EXERCISE OBJECTIVE => All lines from the line containing "Where can you see the sky" up to and including the last line of the listing below should be echoed exactly; no other lines belong in the response.

GIVEN DATA =>

** Begin **

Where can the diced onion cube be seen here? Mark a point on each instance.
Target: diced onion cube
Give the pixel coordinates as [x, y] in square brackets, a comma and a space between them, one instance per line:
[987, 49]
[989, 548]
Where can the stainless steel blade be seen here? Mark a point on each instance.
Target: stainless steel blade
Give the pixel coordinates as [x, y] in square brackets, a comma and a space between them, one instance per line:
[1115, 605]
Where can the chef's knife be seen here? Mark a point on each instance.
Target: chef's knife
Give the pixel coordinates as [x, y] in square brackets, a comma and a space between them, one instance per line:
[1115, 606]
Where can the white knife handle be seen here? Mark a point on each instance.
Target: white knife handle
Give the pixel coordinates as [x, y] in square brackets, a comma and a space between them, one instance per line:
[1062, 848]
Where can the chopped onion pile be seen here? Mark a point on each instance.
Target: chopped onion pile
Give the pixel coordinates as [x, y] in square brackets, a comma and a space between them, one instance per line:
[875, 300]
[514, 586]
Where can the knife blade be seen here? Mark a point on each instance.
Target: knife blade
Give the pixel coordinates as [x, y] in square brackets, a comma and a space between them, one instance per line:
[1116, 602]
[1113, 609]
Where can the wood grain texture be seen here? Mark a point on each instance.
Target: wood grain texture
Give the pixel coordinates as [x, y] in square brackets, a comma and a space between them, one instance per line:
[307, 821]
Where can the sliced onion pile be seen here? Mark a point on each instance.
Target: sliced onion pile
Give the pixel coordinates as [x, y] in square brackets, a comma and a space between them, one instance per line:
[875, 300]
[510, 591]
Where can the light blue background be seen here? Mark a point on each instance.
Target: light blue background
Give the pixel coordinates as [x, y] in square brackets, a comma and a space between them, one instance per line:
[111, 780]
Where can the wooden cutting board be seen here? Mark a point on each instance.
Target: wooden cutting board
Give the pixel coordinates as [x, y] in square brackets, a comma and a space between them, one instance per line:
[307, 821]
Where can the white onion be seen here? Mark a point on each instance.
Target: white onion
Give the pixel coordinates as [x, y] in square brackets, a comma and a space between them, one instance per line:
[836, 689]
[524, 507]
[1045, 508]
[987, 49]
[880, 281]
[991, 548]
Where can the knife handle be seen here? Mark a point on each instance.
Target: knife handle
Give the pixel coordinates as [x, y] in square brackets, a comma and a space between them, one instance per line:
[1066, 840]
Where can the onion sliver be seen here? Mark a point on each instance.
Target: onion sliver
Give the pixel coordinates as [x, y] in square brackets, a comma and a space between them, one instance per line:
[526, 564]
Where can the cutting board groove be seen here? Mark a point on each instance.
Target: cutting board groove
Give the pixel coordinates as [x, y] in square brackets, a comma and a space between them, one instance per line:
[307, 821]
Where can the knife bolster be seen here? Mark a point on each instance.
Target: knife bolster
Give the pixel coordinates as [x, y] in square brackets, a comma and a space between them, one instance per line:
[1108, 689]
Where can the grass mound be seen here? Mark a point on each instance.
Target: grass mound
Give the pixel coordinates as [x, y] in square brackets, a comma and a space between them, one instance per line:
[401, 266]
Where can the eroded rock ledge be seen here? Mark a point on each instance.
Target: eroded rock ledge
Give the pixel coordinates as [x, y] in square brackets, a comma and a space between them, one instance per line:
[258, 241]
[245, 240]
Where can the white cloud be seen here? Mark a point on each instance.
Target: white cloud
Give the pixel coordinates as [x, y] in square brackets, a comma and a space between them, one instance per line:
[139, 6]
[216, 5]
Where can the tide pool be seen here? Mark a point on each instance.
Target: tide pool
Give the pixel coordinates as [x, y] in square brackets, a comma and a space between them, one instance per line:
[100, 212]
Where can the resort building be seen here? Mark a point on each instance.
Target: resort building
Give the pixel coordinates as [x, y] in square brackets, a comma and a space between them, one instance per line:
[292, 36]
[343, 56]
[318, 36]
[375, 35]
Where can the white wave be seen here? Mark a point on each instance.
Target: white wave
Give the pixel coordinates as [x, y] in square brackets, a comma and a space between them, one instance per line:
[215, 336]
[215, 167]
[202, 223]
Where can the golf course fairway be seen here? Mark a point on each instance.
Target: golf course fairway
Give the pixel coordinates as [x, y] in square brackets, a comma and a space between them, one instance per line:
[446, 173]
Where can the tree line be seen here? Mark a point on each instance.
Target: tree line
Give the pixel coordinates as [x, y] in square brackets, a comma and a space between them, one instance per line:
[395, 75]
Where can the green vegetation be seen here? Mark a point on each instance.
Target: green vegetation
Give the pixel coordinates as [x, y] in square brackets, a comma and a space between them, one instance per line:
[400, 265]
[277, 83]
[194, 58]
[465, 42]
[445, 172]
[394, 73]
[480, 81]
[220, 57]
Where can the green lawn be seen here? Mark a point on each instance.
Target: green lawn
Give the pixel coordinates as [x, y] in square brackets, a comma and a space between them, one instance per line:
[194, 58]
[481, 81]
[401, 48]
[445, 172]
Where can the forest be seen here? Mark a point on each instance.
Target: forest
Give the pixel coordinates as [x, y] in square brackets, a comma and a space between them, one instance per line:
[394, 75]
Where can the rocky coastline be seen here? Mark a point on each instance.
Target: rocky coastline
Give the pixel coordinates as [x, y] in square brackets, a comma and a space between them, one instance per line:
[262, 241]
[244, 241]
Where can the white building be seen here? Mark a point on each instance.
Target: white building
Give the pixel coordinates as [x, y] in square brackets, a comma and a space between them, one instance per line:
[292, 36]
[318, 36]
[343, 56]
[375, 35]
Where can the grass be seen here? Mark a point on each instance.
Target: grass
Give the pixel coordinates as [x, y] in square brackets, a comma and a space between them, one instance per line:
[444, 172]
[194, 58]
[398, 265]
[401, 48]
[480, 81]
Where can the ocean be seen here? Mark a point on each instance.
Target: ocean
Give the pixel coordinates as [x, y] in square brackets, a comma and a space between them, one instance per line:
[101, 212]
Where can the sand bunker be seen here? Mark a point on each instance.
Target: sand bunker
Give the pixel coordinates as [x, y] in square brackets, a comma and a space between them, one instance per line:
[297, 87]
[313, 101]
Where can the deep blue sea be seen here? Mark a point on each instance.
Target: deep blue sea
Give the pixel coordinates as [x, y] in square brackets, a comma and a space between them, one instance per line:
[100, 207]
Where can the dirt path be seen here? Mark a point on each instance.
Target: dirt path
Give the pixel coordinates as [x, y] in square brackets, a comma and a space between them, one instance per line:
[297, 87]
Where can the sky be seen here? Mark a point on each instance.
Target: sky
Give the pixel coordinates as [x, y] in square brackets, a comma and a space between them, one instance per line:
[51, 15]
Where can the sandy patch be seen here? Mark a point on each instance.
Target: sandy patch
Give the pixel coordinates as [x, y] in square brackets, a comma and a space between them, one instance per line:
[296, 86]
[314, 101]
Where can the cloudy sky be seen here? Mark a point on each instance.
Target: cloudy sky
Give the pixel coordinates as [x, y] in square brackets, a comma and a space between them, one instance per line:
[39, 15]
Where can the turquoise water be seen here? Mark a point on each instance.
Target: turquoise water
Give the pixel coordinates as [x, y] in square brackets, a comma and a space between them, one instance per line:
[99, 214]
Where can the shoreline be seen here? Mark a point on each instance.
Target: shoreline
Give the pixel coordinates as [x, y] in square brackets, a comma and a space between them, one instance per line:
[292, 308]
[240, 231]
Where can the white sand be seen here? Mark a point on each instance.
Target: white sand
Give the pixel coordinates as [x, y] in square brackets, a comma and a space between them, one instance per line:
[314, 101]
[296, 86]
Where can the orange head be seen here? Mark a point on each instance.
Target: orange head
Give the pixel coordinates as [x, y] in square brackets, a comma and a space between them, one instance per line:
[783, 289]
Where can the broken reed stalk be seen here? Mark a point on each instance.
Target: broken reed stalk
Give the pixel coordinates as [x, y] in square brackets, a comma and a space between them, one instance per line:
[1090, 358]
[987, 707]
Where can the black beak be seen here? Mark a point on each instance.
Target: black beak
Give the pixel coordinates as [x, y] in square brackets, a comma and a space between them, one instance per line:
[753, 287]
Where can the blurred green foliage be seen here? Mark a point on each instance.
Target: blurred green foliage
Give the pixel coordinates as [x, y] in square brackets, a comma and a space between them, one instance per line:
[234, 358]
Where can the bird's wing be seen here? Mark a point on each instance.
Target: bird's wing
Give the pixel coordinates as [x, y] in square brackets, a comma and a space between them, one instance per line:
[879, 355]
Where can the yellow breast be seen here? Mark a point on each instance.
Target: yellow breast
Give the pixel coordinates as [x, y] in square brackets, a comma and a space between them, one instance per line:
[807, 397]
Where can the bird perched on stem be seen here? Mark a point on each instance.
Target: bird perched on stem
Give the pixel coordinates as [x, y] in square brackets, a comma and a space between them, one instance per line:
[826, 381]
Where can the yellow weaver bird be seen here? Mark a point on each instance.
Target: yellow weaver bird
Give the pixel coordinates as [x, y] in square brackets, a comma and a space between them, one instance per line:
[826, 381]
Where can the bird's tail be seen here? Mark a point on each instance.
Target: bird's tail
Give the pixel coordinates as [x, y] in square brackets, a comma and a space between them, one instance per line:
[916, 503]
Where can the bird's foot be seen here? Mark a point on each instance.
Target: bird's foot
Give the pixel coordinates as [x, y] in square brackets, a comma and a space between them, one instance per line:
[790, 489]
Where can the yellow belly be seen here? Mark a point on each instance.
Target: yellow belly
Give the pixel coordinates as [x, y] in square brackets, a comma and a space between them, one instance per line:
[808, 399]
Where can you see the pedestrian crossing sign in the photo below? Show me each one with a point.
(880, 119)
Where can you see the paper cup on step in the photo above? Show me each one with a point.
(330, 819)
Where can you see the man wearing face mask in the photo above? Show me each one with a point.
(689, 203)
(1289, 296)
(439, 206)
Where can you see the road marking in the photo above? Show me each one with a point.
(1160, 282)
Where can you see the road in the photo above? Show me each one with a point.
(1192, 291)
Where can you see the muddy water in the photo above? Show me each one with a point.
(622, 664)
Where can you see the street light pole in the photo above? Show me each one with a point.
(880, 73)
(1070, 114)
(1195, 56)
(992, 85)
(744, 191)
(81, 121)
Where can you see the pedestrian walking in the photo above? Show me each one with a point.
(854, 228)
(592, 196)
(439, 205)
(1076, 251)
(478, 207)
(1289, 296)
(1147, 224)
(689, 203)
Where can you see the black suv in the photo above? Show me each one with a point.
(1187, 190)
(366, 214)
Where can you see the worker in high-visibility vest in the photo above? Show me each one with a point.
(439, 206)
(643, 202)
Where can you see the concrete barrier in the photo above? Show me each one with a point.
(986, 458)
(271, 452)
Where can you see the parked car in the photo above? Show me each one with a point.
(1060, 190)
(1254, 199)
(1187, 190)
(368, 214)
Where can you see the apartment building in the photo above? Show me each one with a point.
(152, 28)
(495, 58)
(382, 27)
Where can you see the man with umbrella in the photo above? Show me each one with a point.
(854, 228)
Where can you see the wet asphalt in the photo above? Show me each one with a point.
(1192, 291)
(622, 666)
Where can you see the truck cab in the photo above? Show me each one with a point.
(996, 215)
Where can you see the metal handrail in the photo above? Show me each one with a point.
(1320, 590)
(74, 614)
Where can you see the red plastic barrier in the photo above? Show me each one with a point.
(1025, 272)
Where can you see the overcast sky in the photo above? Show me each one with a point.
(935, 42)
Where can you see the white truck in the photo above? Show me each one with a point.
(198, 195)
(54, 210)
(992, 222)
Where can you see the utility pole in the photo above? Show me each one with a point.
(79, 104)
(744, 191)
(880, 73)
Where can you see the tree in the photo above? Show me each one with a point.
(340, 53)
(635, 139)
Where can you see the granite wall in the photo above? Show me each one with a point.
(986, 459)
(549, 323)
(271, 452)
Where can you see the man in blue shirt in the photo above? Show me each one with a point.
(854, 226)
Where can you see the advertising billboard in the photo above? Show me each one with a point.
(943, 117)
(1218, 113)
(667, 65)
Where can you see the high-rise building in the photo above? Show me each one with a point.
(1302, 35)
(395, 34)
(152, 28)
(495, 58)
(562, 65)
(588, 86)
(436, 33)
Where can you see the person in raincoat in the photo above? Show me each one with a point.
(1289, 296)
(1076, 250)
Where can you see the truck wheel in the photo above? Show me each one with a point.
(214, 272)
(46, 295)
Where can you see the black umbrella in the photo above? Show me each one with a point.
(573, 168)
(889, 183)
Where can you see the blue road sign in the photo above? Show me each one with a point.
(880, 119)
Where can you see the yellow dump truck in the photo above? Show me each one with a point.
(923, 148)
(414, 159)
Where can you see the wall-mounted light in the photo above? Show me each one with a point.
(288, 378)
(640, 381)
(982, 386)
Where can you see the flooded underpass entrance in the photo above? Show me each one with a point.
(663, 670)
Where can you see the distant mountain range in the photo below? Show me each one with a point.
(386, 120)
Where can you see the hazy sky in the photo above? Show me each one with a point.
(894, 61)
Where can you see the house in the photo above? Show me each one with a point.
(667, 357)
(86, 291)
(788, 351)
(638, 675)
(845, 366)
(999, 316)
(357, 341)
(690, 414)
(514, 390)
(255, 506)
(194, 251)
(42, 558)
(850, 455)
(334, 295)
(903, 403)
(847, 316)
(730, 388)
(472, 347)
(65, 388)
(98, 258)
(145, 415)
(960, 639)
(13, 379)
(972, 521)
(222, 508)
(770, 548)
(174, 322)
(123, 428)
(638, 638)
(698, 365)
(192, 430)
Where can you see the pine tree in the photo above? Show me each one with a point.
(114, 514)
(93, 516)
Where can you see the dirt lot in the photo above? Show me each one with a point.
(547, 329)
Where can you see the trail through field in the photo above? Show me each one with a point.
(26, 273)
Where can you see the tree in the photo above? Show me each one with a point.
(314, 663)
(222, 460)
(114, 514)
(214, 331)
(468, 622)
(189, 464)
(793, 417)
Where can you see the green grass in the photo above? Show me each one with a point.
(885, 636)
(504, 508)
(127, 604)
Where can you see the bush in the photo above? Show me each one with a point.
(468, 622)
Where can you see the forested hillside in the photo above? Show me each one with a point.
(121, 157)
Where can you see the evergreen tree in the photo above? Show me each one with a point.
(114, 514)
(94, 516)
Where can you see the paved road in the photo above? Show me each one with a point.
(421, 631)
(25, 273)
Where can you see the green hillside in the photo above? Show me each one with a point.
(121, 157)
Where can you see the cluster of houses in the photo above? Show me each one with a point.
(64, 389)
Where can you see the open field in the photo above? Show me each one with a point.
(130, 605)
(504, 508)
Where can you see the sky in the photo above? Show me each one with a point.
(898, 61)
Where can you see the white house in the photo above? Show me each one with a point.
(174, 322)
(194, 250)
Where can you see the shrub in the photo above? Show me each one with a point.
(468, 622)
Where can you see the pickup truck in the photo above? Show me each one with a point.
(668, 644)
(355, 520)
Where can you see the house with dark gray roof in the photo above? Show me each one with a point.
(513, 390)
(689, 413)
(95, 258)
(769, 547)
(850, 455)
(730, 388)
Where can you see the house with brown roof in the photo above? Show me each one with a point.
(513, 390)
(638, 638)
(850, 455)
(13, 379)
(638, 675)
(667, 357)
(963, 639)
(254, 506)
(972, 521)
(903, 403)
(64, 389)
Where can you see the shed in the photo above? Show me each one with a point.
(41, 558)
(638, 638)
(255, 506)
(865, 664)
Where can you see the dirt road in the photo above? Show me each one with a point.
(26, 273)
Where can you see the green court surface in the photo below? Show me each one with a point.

** End **

SOLUTION =>
Where can you see the sky in the photo above? Show me each one with a point.
(898, 61)
Where can you see the white house in the photo above? Show me each one with a point.
(174, 322)
(194, 250)
Where can you see the shrub in the photo above? Show me each one with a point.
(468, 622)
Where can you see the pickup truck in the photo above? Show me each one with a point.
(668, 644)
(355, 520)
Where can you see the house with dark gray roof in the photo above? Show me each one with a point.
(513, 390)
(689, 413)
(95, 258)
(769, 547)
(850, 455)
(730, 388)
Where can you see the house with brown roof in the photo above? Show me each one with a point.
(513, 390)
(638, 638)
(850, 455)
(13, 379)
(638, 675)
(667, 357)
(963, 639)
(254, 506)
(972, 521)
(903, 403)
(64, 389)
Where can you see the shed in the photo above? Show me each one with a point.
(41, 558)
(638, 638)
(255, 506)
(865, 664)
Where can you see the dirt road in the photo above? Show me each one with a point.
(26, 273)
Where can you see the green court surface in the photo below? Show me each one with a point.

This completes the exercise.